*ЗАДАНИЯ ДЛЯ ВЫПОЛНЕНИЯ:*
1. Перечислите всех людей, чьи статуи вошли в скульптурную композицию семьи Филиппа, по фрагменту о Филиппе и Александре.
2. Ответьте по фрагменту о Филиппе и Александре на три вопроса:
(a) Сколько лет было Александру в битве при Херонее?
(b) Где были установлены статуи работы Леохара?
(c) Кем Клеопатра приходилась Атталу?
3. Изложите суть фрагмента о Филиппе и Александре в двух предложениях.

В 338 году до н. э. в битве при Херонее Филипп доверил восемнадцатилетнему Александру командование конницей на левом фланге своего войска. Царевич превосходно справился со своими обязанностями. Отец был доволен успехами сына на военном поприще. На какое-то время после битвы при Херонее между ними установились более тесные отношения. Филипп даже попробовал использовать близость с сыном в деле примирения с Олимпиадой. Желая добиться прежнего расположения супруги, он заказал лучшему скульптору Эллады Леохару выполнить скульптурную композицию своей семьи. Статуи родителей Филиппа, Аминты и Евридики, самого Филиппа с Олимпиадой и Александром были изваяны с присущей Леохару и его школе быстротой и установлены в Олимпии. Но это не оказало желаемого впечатления на Олимпиаду: она по-прежнему оставалась безразличной к супругу.
Не добившись примирения с женой, Филипп решил развестись с ней, обвинив ее в супружеской неверности. Обвинение вполне могло соответствовать истине, если учесть, что Олимпиаде в это время не было и сорока, она была темпераментна и своенравна и в любой момент могла по своему усмотрению пользоваться в постели услугами своих фаворитов. Однако из источников не совсем ясно, последовал ли официальный развод, или Олимпиада оставалась опальной женой при дворе Филиппа наподобие своих предшественниц. Но, как бы там ни было, последний нашел себе-новую избранницу. Это была Клеопатра, племянница Аттала, полководца Филиппа. Она была молода, прекрасна, да и к тому же происходила из знатного македонского рода, что пришлось по душе македонской знати. Зато Олимпиада еще больше возненавидела Филиппа. Ненависть матери передалась и Александру. Назревал грандиозный скандал, которому суждено было разразиться на свадьбе Филиппа и Клеопатры. Произошло это следующим образом. Во время свадебного пира Аттал — дядя невесты, выпив лишнего, принялся громко уговаривать македонян молить богов о ниспослании Филиппу и Клеопатре настоящего наследника. Филипп, видимо, одобрял речи Аттала. Зато Александра, присутствовавшего на этой свадьбе, подобное поведение Аттала явно взбесило, и, не сдерживая своего гнева, он вскричал: «Так что же, негодяй, я, по-твоему, незаконнорожденный, что ли?» — и швырнул в Аттала кубок. Филипп бросился защищать своего нового родственника, но, устремившись на Александра с обнаженным мечом, споткнулся и упал. Александр не сдержался от издевки и воскликнул: «Смотрите, люди! Этот человек, который собирается переправиться из Европы в Азию, растянулся, переправляясь от ложа к ложу».

*ИЗВЛЕЧЁННЫЕ ЗАПИСИ:*
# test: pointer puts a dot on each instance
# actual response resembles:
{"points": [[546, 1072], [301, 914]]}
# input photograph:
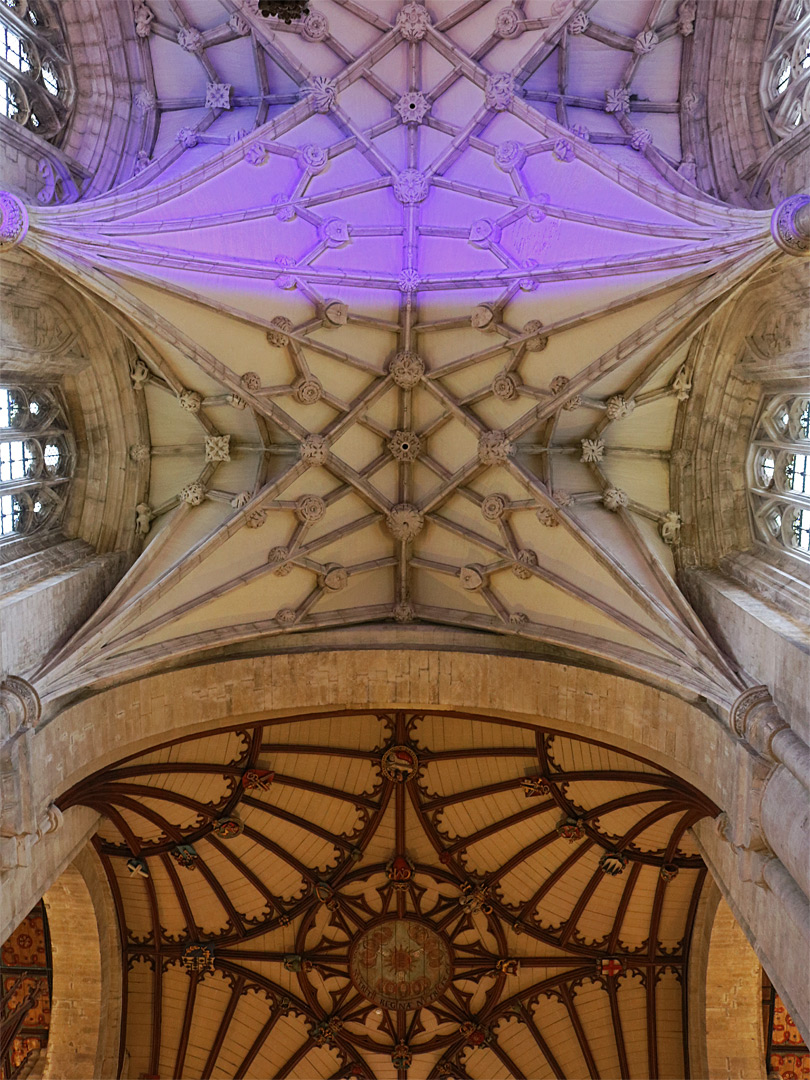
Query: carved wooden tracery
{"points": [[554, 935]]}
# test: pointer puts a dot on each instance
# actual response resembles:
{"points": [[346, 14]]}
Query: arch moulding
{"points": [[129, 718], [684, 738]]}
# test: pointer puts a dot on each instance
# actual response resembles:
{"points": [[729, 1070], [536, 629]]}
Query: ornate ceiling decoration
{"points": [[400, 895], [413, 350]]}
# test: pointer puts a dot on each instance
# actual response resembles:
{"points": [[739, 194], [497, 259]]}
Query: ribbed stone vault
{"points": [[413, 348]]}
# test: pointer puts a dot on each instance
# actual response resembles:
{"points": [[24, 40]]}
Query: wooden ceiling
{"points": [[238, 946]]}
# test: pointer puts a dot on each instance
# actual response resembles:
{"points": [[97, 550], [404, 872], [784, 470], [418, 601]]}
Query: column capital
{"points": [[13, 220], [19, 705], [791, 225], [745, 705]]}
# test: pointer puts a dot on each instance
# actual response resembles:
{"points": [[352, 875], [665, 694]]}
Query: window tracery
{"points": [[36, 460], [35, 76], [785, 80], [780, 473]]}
...
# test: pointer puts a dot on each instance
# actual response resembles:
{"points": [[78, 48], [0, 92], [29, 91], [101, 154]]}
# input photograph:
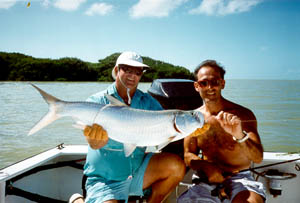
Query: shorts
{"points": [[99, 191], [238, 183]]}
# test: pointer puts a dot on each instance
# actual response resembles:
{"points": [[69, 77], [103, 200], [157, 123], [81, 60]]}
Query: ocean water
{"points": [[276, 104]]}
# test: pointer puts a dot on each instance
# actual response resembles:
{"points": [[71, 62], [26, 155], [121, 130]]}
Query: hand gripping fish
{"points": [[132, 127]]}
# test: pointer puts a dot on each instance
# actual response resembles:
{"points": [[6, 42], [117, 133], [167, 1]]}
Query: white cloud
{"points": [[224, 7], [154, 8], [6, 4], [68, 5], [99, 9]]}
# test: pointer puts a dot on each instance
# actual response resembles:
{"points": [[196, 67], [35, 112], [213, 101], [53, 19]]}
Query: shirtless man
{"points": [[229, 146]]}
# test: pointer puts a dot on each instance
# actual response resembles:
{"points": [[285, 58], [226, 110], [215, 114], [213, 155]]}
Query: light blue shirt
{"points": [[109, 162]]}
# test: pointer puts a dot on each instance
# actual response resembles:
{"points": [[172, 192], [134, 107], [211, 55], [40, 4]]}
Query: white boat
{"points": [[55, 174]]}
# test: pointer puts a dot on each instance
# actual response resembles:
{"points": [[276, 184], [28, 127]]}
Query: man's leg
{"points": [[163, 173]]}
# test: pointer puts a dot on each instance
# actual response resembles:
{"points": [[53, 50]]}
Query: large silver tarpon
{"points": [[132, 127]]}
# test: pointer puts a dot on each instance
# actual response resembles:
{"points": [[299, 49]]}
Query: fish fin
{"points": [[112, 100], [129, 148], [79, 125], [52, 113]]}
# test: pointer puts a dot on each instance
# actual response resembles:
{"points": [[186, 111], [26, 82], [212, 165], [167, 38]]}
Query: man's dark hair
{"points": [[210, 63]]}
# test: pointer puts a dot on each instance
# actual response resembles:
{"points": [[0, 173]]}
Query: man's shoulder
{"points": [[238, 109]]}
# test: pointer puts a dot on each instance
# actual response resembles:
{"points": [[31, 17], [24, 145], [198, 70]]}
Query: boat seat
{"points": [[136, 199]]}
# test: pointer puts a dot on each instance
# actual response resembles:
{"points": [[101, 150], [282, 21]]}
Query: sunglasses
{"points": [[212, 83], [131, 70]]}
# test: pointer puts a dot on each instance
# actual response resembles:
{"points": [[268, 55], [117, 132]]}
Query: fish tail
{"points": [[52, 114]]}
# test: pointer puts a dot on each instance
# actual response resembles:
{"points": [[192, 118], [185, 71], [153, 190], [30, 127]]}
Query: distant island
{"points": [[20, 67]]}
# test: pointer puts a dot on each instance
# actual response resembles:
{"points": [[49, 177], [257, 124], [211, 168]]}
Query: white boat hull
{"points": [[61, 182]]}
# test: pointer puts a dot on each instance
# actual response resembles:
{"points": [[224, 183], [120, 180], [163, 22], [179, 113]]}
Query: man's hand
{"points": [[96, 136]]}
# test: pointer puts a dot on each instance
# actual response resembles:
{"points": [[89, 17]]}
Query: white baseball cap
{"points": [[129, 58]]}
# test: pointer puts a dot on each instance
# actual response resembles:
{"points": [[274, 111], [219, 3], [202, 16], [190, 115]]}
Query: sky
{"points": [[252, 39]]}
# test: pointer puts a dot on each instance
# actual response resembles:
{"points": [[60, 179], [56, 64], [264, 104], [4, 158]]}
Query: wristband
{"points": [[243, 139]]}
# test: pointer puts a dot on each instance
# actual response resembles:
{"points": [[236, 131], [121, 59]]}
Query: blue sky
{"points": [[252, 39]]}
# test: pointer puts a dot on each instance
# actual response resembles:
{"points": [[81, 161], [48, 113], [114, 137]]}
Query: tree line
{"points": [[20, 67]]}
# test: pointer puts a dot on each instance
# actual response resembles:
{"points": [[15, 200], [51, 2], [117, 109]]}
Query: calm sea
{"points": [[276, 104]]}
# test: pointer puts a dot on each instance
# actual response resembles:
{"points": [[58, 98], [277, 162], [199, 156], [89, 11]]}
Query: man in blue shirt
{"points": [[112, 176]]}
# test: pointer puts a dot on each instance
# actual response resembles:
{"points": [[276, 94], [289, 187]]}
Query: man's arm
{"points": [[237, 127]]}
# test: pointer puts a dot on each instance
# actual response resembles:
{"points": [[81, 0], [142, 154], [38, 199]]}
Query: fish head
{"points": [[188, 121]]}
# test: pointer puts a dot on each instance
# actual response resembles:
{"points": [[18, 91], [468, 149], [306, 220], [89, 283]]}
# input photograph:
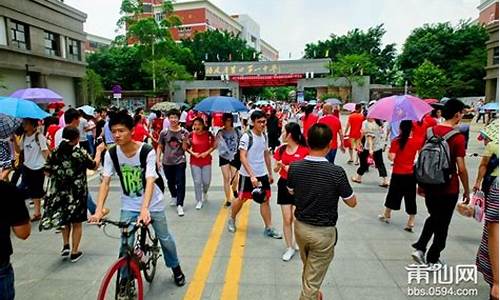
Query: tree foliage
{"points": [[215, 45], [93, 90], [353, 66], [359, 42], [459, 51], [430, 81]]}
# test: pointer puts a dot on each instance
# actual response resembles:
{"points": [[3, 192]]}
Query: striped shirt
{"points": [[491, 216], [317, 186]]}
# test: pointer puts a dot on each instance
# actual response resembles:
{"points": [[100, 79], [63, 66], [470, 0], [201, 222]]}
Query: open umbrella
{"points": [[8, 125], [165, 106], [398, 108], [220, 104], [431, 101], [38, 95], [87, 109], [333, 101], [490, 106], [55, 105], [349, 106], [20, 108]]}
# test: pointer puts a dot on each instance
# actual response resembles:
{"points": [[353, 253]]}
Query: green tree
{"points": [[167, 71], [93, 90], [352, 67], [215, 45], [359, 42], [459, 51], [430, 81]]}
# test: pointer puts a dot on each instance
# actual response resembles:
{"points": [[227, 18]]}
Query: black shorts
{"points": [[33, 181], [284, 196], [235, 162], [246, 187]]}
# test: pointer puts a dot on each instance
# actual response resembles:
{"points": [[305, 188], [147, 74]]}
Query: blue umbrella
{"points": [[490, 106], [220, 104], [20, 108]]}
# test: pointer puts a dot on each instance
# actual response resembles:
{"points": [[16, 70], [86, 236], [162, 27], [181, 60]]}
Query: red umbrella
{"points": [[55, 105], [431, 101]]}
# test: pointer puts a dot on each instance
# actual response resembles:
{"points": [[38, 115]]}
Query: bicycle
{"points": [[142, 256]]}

*ОТВЕТЫ НА ЗАДАНИЯ:*
1. Аминта, Евридика, Филипп, Олимпиада, Александр.

2.
(a) Восемнадцать лет.
(b) В Олимпии.
(c) Племянницей.

3. После битвы при Херонее, где восемнадцатилетний Александр командовал конницей на левом фланге, Филипп сблизился с сыном и попытался вернуть расположение Олимпиады, заказав Леохару скульптурную композицию своей семьи, но безуспешно. Тогда он решил развестись с ней и избрал Клеопатру, племянницу Аттала, а на свадебном пиру разгневанный речами Аттала о настоящем наследнике Александр швырнул в него кубок и высмеял споткнувшегося и упавшего Филиппа.